■ Selected passage:

4.2. Implications for future research

Our findings have implications for confounding control in pharmacoepidemiologic studies of statin initiation. For example, in settings where total cholesterol is a weaker predictor of statin initiation, the overall confounding potential from lack of cholesterol data (e.g., an insurance claims analysis) may be reduced (Table 5). Furthermore, elevated total cholesterol predicted greater absolute increase of statin initiation after compared to before ATP-III (Table 4), but greater relative increase before ATP-III (Appendix, Table S4), owing to the very low incidence of initiation among women with normal cholesterol during ATP-II (Figure 2). Therefore, temporal changes of confounding potential by unmeasured cholesterol may be model scale-dependent.

■ Study material:
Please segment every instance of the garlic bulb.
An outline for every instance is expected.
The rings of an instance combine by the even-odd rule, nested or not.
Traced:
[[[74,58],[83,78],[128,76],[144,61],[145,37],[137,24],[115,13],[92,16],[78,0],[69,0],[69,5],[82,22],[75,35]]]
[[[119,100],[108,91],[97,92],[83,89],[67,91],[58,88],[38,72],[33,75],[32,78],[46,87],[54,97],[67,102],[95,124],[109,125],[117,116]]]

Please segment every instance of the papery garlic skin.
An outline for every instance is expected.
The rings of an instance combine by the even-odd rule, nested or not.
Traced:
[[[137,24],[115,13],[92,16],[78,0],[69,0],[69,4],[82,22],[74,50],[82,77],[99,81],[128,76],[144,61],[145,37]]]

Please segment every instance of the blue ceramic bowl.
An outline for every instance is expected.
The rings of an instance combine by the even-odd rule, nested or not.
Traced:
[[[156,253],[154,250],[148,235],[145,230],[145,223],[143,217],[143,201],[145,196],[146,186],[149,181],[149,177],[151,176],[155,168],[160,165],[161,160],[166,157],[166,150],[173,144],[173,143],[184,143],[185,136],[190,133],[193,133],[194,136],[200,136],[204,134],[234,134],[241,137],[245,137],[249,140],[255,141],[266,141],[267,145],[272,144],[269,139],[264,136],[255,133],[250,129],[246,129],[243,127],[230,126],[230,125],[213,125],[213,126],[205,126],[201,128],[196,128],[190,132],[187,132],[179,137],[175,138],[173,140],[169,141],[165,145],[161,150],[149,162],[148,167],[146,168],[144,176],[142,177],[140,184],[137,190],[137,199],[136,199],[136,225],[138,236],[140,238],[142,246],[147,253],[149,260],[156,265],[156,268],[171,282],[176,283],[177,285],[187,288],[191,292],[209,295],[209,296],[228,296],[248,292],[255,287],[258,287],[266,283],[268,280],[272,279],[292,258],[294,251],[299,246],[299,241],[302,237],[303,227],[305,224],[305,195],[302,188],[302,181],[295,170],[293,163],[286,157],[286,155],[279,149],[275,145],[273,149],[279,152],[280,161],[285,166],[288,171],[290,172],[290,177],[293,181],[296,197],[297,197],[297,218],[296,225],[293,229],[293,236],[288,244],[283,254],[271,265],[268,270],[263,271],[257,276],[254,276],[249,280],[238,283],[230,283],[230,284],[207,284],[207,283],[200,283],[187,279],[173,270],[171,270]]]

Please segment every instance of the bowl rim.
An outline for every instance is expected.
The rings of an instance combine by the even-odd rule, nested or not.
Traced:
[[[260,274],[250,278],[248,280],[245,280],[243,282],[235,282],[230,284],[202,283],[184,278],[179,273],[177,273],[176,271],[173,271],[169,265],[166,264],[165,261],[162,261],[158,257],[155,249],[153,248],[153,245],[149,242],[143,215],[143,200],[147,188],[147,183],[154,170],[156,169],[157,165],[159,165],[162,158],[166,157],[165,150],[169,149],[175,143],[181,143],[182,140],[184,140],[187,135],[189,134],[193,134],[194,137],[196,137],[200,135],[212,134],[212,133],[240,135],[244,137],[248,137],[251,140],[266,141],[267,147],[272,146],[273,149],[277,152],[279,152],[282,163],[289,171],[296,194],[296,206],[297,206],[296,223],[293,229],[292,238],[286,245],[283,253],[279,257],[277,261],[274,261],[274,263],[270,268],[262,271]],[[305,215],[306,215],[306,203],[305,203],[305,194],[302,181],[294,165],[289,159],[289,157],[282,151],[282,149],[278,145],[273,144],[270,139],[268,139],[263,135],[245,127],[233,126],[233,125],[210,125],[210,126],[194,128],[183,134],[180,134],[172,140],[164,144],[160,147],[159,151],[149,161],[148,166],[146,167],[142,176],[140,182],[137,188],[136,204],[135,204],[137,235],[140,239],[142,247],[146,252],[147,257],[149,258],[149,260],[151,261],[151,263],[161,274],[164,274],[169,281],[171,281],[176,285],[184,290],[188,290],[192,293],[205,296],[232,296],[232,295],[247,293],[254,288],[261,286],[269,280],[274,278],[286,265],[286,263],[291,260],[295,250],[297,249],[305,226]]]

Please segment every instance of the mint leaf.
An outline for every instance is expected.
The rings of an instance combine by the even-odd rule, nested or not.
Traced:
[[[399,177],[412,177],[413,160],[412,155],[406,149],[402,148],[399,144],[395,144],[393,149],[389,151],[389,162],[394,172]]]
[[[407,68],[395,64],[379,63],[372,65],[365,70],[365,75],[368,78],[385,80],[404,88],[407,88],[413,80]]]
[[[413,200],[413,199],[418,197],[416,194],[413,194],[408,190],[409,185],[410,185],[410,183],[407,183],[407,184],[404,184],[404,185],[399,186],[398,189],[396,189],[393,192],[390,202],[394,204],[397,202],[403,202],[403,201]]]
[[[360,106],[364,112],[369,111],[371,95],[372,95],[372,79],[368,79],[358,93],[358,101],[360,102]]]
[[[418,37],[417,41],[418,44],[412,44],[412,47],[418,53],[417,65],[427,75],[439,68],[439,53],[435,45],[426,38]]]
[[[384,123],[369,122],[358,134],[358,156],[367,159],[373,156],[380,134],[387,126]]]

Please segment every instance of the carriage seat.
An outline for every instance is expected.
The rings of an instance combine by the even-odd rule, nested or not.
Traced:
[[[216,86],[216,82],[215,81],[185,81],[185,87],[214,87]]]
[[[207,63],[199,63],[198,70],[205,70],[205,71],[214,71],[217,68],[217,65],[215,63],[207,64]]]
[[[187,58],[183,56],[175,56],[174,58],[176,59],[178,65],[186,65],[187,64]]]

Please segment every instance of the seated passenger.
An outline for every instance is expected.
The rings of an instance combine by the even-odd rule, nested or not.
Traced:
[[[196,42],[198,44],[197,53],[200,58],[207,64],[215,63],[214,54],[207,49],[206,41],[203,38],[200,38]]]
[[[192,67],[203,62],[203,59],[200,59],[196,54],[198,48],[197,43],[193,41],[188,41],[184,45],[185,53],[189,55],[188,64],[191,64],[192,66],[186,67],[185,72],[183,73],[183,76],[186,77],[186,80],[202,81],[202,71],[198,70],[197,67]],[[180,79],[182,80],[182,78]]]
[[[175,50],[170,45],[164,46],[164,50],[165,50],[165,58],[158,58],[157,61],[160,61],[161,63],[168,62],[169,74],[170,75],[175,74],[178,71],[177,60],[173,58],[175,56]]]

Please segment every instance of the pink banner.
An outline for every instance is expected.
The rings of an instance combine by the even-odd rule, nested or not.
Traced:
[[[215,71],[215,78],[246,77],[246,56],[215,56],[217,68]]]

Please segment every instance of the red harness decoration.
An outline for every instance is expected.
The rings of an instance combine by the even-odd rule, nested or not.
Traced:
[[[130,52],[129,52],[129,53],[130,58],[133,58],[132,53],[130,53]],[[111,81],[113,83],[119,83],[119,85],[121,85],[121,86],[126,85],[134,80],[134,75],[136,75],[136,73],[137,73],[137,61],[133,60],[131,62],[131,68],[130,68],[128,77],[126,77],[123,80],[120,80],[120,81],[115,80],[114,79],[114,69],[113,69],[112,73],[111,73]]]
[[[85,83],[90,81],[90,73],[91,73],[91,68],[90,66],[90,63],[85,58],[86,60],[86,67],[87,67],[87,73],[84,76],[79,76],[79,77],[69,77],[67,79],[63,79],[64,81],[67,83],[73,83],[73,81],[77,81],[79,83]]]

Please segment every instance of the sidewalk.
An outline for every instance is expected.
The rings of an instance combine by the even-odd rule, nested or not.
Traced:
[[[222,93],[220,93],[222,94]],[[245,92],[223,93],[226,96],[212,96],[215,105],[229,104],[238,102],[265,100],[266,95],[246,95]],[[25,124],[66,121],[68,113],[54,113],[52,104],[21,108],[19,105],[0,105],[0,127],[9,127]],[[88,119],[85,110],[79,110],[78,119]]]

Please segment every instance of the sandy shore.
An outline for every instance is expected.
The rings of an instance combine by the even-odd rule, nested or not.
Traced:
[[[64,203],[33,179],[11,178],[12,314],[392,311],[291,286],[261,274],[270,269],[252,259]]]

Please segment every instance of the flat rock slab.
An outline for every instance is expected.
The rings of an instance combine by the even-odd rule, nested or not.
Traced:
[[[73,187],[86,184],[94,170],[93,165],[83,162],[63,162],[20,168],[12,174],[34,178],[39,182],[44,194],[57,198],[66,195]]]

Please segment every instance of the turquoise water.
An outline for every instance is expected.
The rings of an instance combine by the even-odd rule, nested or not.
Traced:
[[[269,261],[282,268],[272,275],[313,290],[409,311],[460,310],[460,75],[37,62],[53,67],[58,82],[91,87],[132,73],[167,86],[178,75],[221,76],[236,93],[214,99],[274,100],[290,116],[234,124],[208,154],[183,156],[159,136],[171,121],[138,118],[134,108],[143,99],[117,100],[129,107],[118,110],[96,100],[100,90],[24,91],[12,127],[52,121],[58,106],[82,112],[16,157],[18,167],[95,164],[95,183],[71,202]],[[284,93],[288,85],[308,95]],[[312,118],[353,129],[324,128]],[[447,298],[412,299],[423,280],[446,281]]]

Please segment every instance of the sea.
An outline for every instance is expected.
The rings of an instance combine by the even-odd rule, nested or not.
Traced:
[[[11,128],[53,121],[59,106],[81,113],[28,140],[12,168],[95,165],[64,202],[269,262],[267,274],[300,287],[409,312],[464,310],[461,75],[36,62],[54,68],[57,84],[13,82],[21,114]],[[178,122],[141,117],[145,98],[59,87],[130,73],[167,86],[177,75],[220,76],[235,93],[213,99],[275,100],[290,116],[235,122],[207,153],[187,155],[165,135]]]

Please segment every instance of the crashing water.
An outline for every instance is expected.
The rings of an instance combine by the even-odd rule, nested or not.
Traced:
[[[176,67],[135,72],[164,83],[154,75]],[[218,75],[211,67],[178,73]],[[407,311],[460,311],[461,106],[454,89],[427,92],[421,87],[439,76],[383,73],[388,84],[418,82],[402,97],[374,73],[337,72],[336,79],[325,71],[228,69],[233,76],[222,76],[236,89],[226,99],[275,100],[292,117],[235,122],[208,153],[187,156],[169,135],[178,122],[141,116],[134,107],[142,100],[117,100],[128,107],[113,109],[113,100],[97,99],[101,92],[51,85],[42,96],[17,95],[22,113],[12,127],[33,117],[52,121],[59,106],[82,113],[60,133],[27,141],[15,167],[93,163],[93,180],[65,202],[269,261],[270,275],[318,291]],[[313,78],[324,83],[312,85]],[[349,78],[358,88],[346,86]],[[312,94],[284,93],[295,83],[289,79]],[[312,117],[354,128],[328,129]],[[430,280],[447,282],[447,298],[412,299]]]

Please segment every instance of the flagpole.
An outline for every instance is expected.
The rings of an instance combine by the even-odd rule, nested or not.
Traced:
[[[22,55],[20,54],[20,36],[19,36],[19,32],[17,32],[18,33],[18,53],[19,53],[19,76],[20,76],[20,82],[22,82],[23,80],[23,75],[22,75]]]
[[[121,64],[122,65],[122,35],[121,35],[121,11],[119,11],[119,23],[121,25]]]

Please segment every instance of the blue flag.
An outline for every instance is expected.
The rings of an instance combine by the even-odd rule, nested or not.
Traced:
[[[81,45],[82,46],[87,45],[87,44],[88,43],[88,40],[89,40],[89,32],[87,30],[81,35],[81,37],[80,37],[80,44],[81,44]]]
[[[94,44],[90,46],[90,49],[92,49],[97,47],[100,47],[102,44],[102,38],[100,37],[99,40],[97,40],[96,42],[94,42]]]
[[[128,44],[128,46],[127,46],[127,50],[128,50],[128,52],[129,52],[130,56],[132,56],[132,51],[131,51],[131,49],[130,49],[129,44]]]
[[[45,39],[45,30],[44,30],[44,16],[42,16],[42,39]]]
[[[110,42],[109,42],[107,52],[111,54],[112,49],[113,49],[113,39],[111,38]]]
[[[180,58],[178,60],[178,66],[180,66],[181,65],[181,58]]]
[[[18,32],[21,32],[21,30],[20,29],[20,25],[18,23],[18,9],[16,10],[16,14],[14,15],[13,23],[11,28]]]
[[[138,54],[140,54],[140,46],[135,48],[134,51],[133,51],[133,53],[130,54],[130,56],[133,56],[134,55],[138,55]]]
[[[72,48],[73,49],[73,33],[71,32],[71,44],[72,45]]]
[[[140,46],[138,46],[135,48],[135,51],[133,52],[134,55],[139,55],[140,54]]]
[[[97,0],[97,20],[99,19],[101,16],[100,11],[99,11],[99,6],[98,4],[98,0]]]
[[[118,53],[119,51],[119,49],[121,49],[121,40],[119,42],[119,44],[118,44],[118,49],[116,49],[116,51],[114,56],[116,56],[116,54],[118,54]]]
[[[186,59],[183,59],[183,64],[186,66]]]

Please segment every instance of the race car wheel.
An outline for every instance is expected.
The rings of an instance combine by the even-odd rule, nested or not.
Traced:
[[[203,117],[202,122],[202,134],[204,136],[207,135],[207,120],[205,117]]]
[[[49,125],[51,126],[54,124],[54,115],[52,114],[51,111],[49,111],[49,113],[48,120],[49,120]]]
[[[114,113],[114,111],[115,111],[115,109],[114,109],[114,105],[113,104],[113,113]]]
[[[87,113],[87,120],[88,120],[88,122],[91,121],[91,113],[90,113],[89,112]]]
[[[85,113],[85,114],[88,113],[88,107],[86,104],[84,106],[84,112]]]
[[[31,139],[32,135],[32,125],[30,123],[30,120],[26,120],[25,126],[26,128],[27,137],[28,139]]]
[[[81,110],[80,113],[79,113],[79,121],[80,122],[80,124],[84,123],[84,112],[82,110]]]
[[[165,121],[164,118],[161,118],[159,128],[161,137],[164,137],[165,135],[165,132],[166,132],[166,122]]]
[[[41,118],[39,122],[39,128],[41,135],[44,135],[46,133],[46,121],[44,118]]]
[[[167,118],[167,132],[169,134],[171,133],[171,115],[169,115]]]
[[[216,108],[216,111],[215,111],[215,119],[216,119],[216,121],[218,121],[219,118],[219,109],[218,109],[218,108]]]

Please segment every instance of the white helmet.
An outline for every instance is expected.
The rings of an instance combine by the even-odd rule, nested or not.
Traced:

■ Task requirements:
1) Rename "statin initiation" to "statin uptake" in the implications for future research section between "4.2. Implications for" and "be model scale-dependent.", inclusive, and give that span.
2) Write what comes next in the implications for future research section, picking up after its final sentence.
The items here come from a different source.

■ Expected outputs:
1)
4.2. Implications for future research

Our findings have implications for confounding control in pharmacoepidemiologic studies of statin uptake. For example, in settings where total cholesterol is a weaker predictor of statin uptake, the overall confounding potential from lack of cholesterol data (e.g., an insurance claims analysis) may be reduced (Table 5). Furthermore, elevated total cholesterol predicted greater absolute increase of statin uptake after compared to before ATP-III (Table 4), but greater relative increase before ATP-III (Appendix, Table S4), owing to the very low incidence of initiation among women with normal cholesterol during ATP-II (Figure 2). Therefore, temporal changes of confounding potential by unmeasured cholesterol may be model scale-dependent.

2)
4.3. Limitations

It was unknown when during the eligibility period an initiator began use, or whether a non-initiator may have started and stopped between questionnaires. Initiation without persistence to the next questionnaire was thus undetected and misclassified. Initiation occurring within the same eligibility period as first incidence of cardiovascular or other diseases was not classifiable with respect to predictor status. We parameterized these events separately to allow separate intercept estimations for those situations, thus improving sensitivity among those classified as exposed versus unexposed. Incident coronary heart disease, cerebrovascular disease, and diabetes during the eligibility period were strongly associated with initiation. For coronary and cerebrovascular disease, it seems most likely that incident disease led to treatment; however, increased diabetes incidence has followed statin use in randomized trials.^40,41 Also, rates and predictors of statin initiation in this selected group of female health professionals who volunteered for a long-term prevention trial and knew their cholesterol level may not be generalizable to all U.S. women. Finally, caution is warranted when interpreting parameter estimates from multivariable models as causal, as coefficients can represent different types of causal effects depending upon the covariate interrelationships.⁴²

4.4. Conclusions

The trends we observed in statin initiation over 20 years reflect an evolution from treatment largely targeted to those with hypercholesterolemia toward risk factor-associated treatment and increased initiation among women with diabetes and normal (<200 mg/dl) and borderline (200–239 mg/dl) total cholesterol.^7,8 The role of serum cholesterol has changed over time, though the character of change was scale (multiplicative vs. additive) dependent. In pharmacoepidemiologic studies of statins, strength of confounding by important variables sometimes unmeasured in claims data, such as cholesterol level, may be calendar-time dependent.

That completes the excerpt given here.